* **Text**:
——————————

The holidays were ending just the way they began: with a train ride, and five-year old Bernard Turcotte couldn’t have been happier. He and his parents, Maurice and Cecile, and his nine-month old baby sister Denyse, had travelled to Petawawa for the first time to visit his grandmother for Christmas. They had scrimped and saved to pay for the ride and now they were travelling back home to Ottawa so his father could return to work on Monday.

Photograph of infant Denyse Turcotte in a chair, 1942

Young Denyse Turcotte – August 1942

They were sitting beside the nicest family, the O’Brien’s they had said, in the last seat of the last coach of the train. When Bernard turned around, he could see right out the window of the back door! Although there wasn’t much to see tonight, being too dark and stormy. Oh well, he was too busy being entertained by the O’Brien’s anyway. The families were laughing back and forth andsinging Christmas carols.

They reached Almonte Station and Bernard asked his mother if he could open the back door and look out from the balcony. Sure, she said. It was so blistering cold, the adventure didn’t last long, and he closed the door just as quickly as he opened it. But he had seen something different. A bright light, coming towards them.

He had just enough time to ask his mother what it was before the impact.

The rear coach seemed to explode and the Turcottes were thrown from the train into the snow. Bernard and his parents were horribly injured.

Denyse did not survive.


Offering a Helping Hand

Across the river, Florence Illingworth was washing her hair and heard the crash. She was used to hearing noises from the train station; the water carried every sound as clearly as if she had been standing on the platform, but this was like nothing she had ever heard before.

By the time she got outside, cars and trucks were rushing past her on the way to the Rosamond Hospital, just two houses away. She slipped a beret over her damp hair, and hurried over to see if she could help. It was pandemonium. The nurses needed more help badly.

The four members of the Turcotte family sitting for a portrait, 1946

The Turcotte family after the accident – 1946

Florence worked throughout the night in the basement of the hospital, where many of the worst cases were brought. It was there she met Maurice and Bernard.

——————————

* **Information supplied**:
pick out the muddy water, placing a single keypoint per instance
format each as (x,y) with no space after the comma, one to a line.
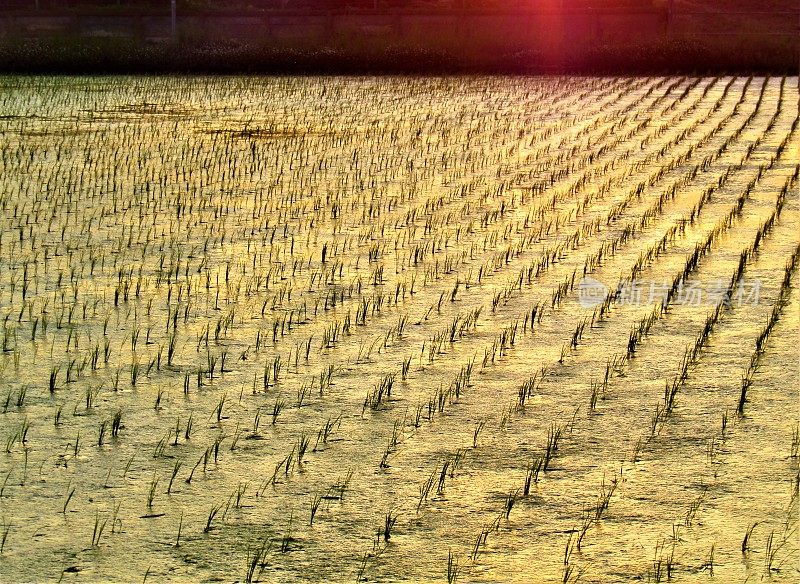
(229,303)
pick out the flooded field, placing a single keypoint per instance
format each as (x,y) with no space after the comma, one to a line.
(399,329)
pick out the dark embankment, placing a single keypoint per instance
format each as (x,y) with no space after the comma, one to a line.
(651,40)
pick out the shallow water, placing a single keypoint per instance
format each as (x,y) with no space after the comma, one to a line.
(235,267)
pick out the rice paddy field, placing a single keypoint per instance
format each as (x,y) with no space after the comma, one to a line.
(477,329)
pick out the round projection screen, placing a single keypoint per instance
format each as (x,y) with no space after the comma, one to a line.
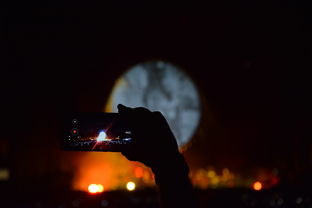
(164,87)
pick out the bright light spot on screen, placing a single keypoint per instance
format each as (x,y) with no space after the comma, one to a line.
(95,188)
(130,186)
(257,186)
(101,137)
(160,86)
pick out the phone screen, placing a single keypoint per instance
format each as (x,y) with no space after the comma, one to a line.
(95,132)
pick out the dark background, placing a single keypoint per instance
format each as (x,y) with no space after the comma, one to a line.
(250,62)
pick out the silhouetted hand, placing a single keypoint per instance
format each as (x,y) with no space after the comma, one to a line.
(154,142)
(155,146)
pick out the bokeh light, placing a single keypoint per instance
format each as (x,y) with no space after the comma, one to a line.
(95,188)
(130,186)
(257,186)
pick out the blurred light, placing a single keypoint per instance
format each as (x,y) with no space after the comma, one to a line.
(4,174)
(138,172)
(257,186)
(100,188)
(130,186)
(101,137)
(95,188)
(211,173)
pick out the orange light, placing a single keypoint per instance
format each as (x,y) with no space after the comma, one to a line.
(257,186)
(95,188)
(130,186)
(138,172)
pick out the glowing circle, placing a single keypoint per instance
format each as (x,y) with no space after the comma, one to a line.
(100,188)
(130,186)
(257,186)
(93,188)
(160,86)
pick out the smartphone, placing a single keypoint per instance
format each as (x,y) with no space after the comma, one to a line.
(95,132)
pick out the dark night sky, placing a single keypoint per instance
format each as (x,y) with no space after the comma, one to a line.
(249,62)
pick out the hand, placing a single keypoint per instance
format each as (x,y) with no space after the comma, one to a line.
(154,144)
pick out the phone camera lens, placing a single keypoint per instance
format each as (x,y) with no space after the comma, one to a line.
(74,131)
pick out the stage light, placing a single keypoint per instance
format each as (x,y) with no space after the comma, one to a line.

——————————

* **About this exercise**:
Resume the account of the Turcotte family and the train collision at Almonte from its final sentence. The data is separate material and has nothing to do with the text.

* **Result of this task**:
Florence stayed in touch with the Turcotte family and in January 1944, two years after the crash, Florence recounted her memories of the night in a letter to Cecile Turcotte…

I helped with your husband and the bones surely were right out through [his legs] and his head was also hurt. He was on a bed and while we were there he heard me speak to Bernard and rose up and said ‘I hear my son,’ and Bernard said ‘I’m here, Daddy.’ We didn’t think Bernard was hurt so badly as he said ‘I’m all right, I was thrown out on the snow.’ But just a little later I didn’t like the look of him and called Dr. MacDowall and we cut his snow suit off and then we saw he was badly hurt, so we bandaged him and put him under hypos. [H]e was on blankets on the floor at the feet of his Daddy’s bed. It surely did upset me when I heard him say ‘I’m here, Daddy,’ as we didn’t then know who anybody was, but shortly got the names and pinned it on them before they  got  unable  to  tell  us.

They were so terrible looking with smoke and some kind of oil and everyone’s hair was just so grimy and filled with sawdust or something, and mixed with blood. It was terrible. Your husband and Bernard or anyone else won’t remember any of us I am sure. I gave your husband some spoonful’s of hot cocoa to help the hypos take effect. With the shock it was impossible to get them under.

Your husband asked me to find you but I couldn’t locate you, although the baby was in the operating room and my neighbor Ms. McLaughlin was with the baby until [she] died. There wasn’t a mark on the poor little soul being hurt inwardly, she said the baby was such a darling baby.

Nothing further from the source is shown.